Transcribe every one of the items below character for character.

- **Available records**
::::::::

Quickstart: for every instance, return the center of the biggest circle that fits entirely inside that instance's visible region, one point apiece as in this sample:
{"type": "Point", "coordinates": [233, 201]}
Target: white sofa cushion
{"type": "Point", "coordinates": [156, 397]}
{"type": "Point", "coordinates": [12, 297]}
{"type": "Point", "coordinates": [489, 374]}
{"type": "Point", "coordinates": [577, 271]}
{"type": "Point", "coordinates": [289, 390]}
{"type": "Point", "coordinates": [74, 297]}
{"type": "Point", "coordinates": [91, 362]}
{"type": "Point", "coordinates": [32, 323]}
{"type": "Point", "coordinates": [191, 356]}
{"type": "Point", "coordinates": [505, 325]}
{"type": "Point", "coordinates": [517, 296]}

::::::::

- **Exercise result**
Quickstart: for every instance, return the center of the biggest circle that fits entirely inside that instance's visible region, one point apiece as in this sample:
{"type": "Point", "coordinates": [233, 201]}
Target: white sofa cushion
{"type": "Point", "coordinates": [156, 397]}
{"type": "Point", "coordinates": [12, 297]}
{"type": "Point", "coordinates": [489, 374]}
{"type": "Point", "coordinates": [577, 271]}
{"type": "Point", "coordinates": [289, 390]}
{"type": "Point", "coordinates": [74, 297]}
{"type": "Point", "coordinates": [91, 362]}
{"type": "Point", "coordinates": [32, 323]}
{"type": "Point", "coordinates": [191, 356]}
{"type": "Point", "coordinates": [505, 325]}
{"type": "Point", "coordinates": [517, 296]}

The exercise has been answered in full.